GOAL OF THE EXERCISE —
Retype, word for word, each line between the lines holding "Locate the woman wearing" and "Locate the woman in", inclusive, and leave the rest of the data alone.
------ EXTRACTED MATERIAL
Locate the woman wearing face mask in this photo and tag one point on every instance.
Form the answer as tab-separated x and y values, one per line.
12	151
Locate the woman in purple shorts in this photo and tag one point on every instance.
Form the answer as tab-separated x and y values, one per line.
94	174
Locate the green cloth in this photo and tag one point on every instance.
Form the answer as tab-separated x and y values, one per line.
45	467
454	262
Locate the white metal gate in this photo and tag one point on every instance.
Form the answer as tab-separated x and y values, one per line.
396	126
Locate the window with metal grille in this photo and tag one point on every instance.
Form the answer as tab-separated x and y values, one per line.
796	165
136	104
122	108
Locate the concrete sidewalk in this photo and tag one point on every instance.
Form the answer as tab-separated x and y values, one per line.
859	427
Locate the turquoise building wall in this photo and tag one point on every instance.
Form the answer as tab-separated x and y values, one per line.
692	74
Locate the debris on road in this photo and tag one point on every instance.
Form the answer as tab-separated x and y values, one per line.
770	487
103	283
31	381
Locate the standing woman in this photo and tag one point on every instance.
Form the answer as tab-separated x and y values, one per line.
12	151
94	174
------------
------ EXTRACTED MATERIAL
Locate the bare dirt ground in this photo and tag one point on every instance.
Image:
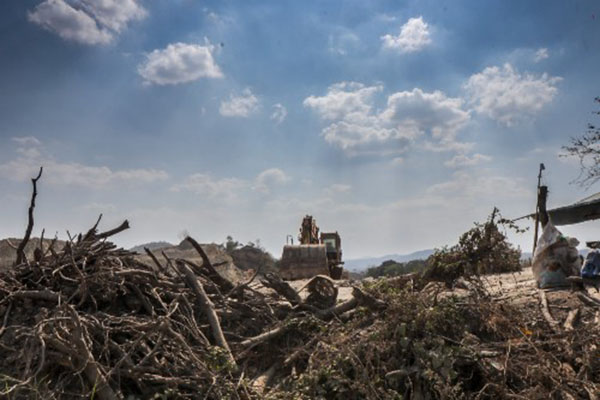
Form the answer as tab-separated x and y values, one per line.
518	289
------------
SOLUTION FOR THIS PROBLEM —
Locate the woman wearing face mask in this photo and tag one point on every instance.
Form the answer as tab-separated x and y values, one per line.
12	151
Locate the woman in purple shorts in this photo and tag one point on every instance.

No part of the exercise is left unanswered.